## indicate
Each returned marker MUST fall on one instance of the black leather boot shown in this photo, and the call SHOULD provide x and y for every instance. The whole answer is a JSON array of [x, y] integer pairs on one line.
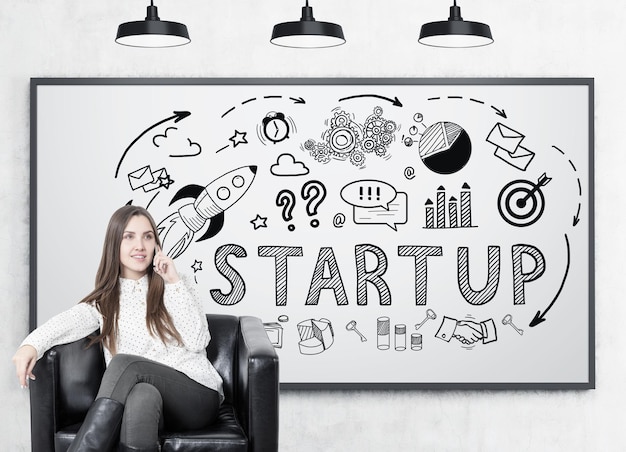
[[125, 448], [101, 428]]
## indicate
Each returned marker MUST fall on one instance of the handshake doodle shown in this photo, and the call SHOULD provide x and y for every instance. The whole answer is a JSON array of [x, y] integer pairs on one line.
[[466, 331]]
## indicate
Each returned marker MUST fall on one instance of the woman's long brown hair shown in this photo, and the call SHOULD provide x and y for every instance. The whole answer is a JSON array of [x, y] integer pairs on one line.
[[106, 294]]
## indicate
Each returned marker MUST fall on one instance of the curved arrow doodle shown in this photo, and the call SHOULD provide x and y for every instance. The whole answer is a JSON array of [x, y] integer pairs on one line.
[[540, 316], [178, 116]]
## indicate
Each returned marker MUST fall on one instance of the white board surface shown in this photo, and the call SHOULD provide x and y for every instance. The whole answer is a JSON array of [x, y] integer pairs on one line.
[[427, 233]]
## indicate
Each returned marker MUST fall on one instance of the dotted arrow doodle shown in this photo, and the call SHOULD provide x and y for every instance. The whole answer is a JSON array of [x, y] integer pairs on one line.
[[499, 112], [295, 100], [576, 219]]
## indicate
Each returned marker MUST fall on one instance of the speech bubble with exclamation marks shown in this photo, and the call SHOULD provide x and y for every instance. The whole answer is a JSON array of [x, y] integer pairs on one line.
[[369, 193]]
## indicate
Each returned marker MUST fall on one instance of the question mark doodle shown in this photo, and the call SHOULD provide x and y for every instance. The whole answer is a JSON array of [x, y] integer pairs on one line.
[[287, 200], [316, 199]]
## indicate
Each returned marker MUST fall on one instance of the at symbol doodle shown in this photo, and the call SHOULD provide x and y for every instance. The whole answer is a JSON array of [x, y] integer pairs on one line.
[[315, 200], [287, 200], [521, 202]]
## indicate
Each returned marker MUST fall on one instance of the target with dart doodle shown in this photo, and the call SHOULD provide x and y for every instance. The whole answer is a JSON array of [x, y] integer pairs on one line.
[[521, 202]]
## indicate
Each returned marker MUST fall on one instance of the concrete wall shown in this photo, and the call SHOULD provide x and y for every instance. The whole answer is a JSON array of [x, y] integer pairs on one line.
[[534, 38]]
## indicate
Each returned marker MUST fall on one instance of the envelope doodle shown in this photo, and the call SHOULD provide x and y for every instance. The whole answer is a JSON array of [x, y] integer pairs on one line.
[[509, 147]]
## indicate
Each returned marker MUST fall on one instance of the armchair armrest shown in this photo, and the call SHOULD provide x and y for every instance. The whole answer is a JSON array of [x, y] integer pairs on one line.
[[67, 381], [257, 385], [42, 403]]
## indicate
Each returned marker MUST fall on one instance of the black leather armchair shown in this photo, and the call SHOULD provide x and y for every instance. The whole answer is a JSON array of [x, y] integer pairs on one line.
[[68, 378]]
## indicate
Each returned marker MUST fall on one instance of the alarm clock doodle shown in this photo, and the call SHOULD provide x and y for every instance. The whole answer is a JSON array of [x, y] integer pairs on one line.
[[275, 127]]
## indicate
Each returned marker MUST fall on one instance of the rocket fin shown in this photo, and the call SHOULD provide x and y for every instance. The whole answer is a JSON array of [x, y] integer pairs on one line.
[[188, 191], [215, 226]]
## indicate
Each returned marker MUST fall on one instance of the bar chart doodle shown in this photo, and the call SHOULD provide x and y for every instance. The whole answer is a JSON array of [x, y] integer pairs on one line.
[[450, 212]]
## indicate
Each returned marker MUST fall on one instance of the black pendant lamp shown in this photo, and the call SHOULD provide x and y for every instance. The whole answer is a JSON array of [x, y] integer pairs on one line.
[[307, 33], [455, 32], [152, 32]]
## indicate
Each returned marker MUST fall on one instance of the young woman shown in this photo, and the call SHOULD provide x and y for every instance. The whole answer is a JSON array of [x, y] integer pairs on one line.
[[154, 333]]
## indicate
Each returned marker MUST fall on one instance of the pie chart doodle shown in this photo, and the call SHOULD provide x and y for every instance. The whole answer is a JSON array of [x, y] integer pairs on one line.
[[445, 147]]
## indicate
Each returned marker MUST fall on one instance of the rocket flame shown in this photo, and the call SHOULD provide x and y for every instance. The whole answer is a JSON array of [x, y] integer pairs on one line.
[[175, 235]]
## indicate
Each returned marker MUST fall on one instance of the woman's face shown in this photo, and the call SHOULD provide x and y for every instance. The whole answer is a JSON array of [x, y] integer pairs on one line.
[[137, 247]]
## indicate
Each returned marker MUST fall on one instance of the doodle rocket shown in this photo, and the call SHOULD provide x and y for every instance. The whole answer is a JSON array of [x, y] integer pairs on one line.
[[178, 229]]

» **Exercise details**
Retype every entry above exactly and, please, skip the pictures.

» **Solution**
## indicate
Each returned marker MUST fall on one instance of the black leather boot shown in this photo, and the call SHOULD provide x and y for every instance. The whole answer is a JSON array of [x, y] integer pairs on one line.
[[125, 448], [101, 428]]
## indicate
Each returned marker MUST fall on one instance of the handshake doodle shown in this photo, and the call SHOULD provide x and y for every instance. The whole answer is a JSON array of [x, y] integer pairs on one line.
[[466, 331]]
## indicate
Each returned marker MUST fall on one instance of the woman's long brown hair shown in this photo, and the call SHOULD provide x and y for every instance. The whole answer is a JSON array of [x, y] integer pairs on one line.
[[106, 294]]
## indicate
Each returned marker MUST fall on one instance of the curved arrow doodle shown in this photo, and the call SHOULD provide x and y for every instance. The whole answer is a JSON array of [x, y] integer pairs on one line.
[[540, 316], [178, 116]]
## indicate
Each returned marker MUST fall on one instance of the white board surface shown in this photo, and the call SHOULD provide x and y for every instance. The whole answer is a JSON array of [x, y] integer pairs on one line.
[[427, 233]]
## indicate
Each returned marker MUST fall on one instance of the dotted arrow doodle shown in this photo, and the call SHOULD provide x and y for every instance. The whole answer is a JSON array of [x, y] integer pairs on one line.
[[499, 112], [295, 100], [576, 219]]
## indicate
Each returned marker MUST fall on one instance of the speech bubble with exclamation marks shown in this photo, and the call SHOULD provide x and y for every instance. The whole answer is a JSON array of [x, y] integer pairs on one line.
[[369, 193]]
## indicate
Each returned marker MUST fall on one instance of the question mark doodle shown in this photo, and the call SHOULD provide x and y for every instance. The whole answer is a JSON array of [x, y] integer pairs on one line.
[[287, 200], [316, 199]]
## indicate
Each returned marker MUST fall on one instance of the at symbol doodle shown in this photo, and the call SHOULD provide x and y for every instance. The whole answer is a JSON array of [x, y] integer pairs on one line.
[[315, 200], [287, 200], [521, 202]]
## indicate
Each returned marker MUST fall on one instance of the target with dart doodle shown in this photo, and the call SHOULD provide x and y for every instance. The whole answer is a JSON array of [x, y] integer pairs on one line.
[[521, 202]]
## indicate
Each returned marker MUST fall on one instance of the concrete wall shown in this photo, and the call SHOULD provide x and y for every instance. The whole answer is a JSON array of [x, y] integer pairs on one line.
[[534, 38]]
## indicate
Each returned marker MUST fall on one instance of the envelope doodle shown in this photo, and the call SHOULD provide x and y for every instance. The whole answer is a JSON array of [x, y] integer pairs on one line.
[[509, 147]]
## indicate
Each returned marker MUST fall on one instance of the armchair armrest shown in this photo, and the call SHOULD provide x and y for every instance. The whole answer is a JSON array of [x, y] integer pairs on one line.
[[67, 381], [257, 385], [42, 403]]
## indicate
Each returned marker MUST fall on one instance of the black leather armchair shown in this photo, and the call SHOULD provide x and y for every instance. The whole answer is a JSON array of [x, y] integer pairs on one line.
[[68, 378]]
## indicate
Each returned marker MUST fall on one instance of the alarm clock doodle shown in this photo, and the call SHOULD provide x and y for every instance. The whole answer is a JSON array of [x, y] integer pairs on one line.
[[275, 127]]
## indicate
Each returned marker MUST fall on one instance of the rocket fin shown in this photo, and the call SHOULD provide x and y for every instance. The whole answer is a JSON array of [x, y] integer pairs on one line.
[[188, 191], [215, 226]]
## indicate
Each returned marker MUST fall on one instance of the bar chart doodle shown in this photo, and the call SHOULD provide x and y for every instance. The whole answer is a JSON array of [x, y] integer pairs on one line.
[[450, 212]]
## indicate
Each returned marker MUST fall on one instance of the black pendant lamp shown in this photo, and the call SHOULD provide x and y for every instance. The whole answer is a JSON array of [x, y] integer pairs on one line.
[[307, 33], [455, 32], [152, 32]]
## indicate
Each returned marker MUST fall on one instance of the young woman shown in this photo, and the call SHOULD provide x and y for every instance. The whole answer is a JSON array of [x, y] integer pairs on one line.
[[154, 333]]
## indicate
Each returned marker MUST fall on one instance of the pie chart doodle shown in this photo, and the call SHOULD provide x and y for every instance. The whole answer is a JSON array of [x, y] integer pairs on one line.
[[445, 147]]
## indicate
Each returned marker MUST fall on one instance of the rocket flame shown in this photo, and the call SHOULD provide x and y for every instance. The whole answer is a JSON array of [x, y] integer pairs on one line.
[[175, 235]]
## indicate
Each returned marker MUST fall on one instance of the woman's face shown in this photo, and the call SHOULD provide x and y for every instance. The whole answer is a JSON array of [x, y] integer pairs on one line.
[[137, 247]]
## indicate
Each returned marker MUST fall on one instance of the doodle rocket shown in this photo, and the call SHOULD provide x and y for every instance. The whole answer is a JSON array of [x, y] integer pairs on one line.
[[178, 229]]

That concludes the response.